执行任务 =>
请将下方所给资料从第一行起原样照录，直至包含“[[755, 638]]”的那一行为止，首尾两行均须包括在内。

所给资料 =>

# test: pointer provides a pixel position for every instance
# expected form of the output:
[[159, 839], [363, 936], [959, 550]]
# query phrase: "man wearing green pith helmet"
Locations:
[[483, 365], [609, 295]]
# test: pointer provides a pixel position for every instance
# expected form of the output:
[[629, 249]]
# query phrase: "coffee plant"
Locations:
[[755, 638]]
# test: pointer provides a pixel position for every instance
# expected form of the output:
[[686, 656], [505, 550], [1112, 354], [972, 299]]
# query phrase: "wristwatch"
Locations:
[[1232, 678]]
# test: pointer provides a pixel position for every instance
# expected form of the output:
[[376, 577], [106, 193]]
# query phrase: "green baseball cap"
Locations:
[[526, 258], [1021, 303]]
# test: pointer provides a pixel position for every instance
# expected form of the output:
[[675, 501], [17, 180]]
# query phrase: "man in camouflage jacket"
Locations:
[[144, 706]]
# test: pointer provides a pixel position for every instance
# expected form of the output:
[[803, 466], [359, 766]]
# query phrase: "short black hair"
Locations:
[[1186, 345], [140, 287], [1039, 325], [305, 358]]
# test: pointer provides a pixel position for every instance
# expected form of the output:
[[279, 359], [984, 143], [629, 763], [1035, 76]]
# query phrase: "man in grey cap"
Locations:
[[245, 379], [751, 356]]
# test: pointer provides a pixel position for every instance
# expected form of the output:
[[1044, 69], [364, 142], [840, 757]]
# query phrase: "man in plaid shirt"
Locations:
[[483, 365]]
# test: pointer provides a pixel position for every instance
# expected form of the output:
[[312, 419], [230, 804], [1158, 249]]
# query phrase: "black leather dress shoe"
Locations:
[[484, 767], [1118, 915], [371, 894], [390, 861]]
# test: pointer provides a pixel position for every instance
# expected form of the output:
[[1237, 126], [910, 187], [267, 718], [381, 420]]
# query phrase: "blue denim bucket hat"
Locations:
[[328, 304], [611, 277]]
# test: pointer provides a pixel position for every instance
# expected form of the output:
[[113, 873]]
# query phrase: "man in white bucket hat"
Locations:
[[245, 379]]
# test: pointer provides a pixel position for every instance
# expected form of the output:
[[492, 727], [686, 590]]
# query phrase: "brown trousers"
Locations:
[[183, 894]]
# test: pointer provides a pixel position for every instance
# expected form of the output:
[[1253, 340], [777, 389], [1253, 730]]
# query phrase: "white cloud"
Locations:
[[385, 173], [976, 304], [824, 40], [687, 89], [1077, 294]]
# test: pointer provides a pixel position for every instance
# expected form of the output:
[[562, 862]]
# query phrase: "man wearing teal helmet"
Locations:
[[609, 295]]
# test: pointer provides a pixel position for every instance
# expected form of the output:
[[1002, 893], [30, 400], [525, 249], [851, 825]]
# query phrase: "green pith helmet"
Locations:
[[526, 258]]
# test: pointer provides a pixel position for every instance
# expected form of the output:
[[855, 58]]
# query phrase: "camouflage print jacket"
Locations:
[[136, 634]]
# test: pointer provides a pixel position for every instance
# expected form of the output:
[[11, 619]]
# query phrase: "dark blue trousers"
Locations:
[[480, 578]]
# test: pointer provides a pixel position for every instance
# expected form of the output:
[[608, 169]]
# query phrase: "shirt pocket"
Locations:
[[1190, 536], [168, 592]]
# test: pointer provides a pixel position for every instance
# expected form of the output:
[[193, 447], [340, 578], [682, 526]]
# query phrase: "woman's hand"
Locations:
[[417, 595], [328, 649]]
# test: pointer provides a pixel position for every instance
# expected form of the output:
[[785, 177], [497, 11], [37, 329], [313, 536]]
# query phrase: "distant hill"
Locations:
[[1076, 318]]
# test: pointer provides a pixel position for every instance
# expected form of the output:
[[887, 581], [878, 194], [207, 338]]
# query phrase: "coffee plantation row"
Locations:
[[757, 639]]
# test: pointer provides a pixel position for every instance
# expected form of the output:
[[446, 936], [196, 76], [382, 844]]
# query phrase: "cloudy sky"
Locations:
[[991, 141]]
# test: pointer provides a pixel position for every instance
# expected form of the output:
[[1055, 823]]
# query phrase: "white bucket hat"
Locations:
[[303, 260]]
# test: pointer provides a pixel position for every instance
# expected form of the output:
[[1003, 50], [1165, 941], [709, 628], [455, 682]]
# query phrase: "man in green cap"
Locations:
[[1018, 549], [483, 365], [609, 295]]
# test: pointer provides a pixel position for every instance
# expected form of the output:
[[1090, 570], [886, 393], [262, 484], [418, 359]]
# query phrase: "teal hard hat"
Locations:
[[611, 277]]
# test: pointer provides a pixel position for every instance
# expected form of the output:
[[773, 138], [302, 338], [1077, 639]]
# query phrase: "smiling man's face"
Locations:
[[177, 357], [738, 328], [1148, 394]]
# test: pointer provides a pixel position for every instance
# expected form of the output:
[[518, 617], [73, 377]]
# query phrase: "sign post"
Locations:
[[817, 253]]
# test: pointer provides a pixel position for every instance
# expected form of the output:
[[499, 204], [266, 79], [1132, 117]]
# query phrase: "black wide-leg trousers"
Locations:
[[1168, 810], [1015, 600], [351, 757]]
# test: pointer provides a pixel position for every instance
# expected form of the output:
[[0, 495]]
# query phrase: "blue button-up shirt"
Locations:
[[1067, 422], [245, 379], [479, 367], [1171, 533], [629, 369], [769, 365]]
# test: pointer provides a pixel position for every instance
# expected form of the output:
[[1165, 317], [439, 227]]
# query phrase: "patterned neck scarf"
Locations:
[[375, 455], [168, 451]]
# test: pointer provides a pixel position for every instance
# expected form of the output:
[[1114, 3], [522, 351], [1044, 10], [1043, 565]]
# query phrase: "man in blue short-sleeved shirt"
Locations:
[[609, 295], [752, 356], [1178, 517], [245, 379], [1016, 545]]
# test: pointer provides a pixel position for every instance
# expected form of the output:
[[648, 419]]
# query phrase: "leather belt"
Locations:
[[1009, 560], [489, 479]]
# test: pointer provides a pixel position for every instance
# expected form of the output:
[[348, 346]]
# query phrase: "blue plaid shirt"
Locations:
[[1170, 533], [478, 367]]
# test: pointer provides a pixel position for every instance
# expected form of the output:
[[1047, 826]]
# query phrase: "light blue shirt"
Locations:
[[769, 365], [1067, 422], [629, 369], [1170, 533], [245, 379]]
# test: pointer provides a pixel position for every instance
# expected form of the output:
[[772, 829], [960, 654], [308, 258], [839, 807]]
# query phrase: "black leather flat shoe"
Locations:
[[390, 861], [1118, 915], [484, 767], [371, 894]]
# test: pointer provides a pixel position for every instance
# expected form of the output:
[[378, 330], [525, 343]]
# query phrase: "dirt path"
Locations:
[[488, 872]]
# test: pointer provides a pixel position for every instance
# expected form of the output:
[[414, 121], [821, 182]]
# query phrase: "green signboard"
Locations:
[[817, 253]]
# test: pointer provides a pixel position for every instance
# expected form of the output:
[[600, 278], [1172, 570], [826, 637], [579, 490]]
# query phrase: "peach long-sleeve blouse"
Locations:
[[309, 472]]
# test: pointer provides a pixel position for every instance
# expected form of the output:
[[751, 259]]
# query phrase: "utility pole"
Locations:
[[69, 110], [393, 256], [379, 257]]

练习作答 =>
# test: pointer provides a pixel position for every instance
# expected form of the output:
[[159, 839], [363, 936], [959, 550]]
# query phrase: "man wearing green pith helmet"
Locations:
[[483, 365], [609, 295]]
# test: pointer provides a pixel position for every instance
# expected form of the output:
[[629, 249]]
# query phrase: "coffee plant"
Locations:
[[755, 638]]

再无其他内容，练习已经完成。